Start of Extract
Anyone who remembers the Paul Martin era will recall that in 2004, Martin made a child care announcement very similar to Finance Minister Freeland’s, although less money was involved. And as we know now, very little came of Martin’s national child care strategy. There is no reason to believe Freeland’s plan will have any more success. As with pretty much everything the Trudeau government does, the child care announcement is grandiose and full of promises, but bereft of details as to exactly how it is supposed to come to pass. What the federal announcement actually does is leave the heavy lifting to the provinces, who will undoubtedly be blamed if this child care plan does not materialize, just as previous Liberal governments efforts in this area have failed to do.

Another area of provincial jurisdiction the federal government included in the budget was minimum wage. The federal budget vows to raise the minimum wage in federally regulated industries to $15 hourly. This is a fairly meaningless measure for federally regulated industries such as financial services, telecommunications, transportation, ports etc., as few companies in these industries pay minimum wage. Labour groups commented that the point of including this in the budget was to put pressure on the provinces to increase their minimum wages to the $15 level.

Most provinces in Canada currently have minimum wages at or close to $15 per hour, with the exception of the Atlantic provinces. As such, it is difficult to believe that the inclusion of this measure in the federal budget had much purpose other than virtue signalling and as a sop to labour unions.  Furthermore, since the industries that typically do pay minimum wage – hospitality, retail, and tourism – were some of the hardest-hit during the pandemic, forcing decimated companies to offer a higher minimum wage at this time is hardly a recipe for post-pandemic economic success.
End of Extract
** Tasks and exercises **
A. In the budget commentary, what hourly minimum wage does the federal budget vow for federally regulated industries?
B. Quote the budget commentary word for word, everything from "Most provinces in" down to "post-pandemic economic success.".
Start of Entries shown
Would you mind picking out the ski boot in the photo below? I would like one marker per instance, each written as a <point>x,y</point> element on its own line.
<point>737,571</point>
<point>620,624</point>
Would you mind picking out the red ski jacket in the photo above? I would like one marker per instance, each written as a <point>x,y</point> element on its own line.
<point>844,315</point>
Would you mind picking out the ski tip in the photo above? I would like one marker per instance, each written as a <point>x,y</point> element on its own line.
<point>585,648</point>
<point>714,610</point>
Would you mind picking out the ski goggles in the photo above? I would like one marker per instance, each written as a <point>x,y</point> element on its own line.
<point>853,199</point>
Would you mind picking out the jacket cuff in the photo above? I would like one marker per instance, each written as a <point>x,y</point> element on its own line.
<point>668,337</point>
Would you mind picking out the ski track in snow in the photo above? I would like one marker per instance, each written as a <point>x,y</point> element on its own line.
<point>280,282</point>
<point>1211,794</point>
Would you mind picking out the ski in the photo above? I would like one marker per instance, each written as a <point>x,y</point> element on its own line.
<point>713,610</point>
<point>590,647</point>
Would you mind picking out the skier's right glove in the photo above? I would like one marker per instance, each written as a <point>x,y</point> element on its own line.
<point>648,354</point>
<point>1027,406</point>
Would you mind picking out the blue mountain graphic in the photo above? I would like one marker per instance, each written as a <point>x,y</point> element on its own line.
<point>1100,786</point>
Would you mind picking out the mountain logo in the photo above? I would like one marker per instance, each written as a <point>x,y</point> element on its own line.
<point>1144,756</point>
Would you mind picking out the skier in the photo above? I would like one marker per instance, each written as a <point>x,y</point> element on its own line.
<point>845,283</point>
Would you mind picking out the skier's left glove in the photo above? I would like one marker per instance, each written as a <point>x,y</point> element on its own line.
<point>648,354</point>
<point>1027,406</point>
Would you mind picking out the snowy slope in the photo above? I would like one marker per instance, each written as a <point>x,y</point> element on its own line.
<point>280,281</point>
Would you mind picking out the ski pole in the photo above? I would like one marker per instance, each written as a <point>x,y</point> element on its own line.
End of Entries shown
** Expected results **
A. $15 per hour.

B.
Most provinces in Canada currently have minimum wages at or close to $15 per hour, with the exception of the Atlantic provinces. As such, it is difficult to believe that the inclusion of this measure in the federal budget had much purpose other than virtue signalling and as a sop to labour unions.  Furthermore, since the industries that typically do pay minimum wage – hospitality, retail, and tourism – were some of the hardest-hit during the pandemic, forcing decimated companies to offer a higher minimum wage at this time is hardly a recipe for post-pandemic economic success.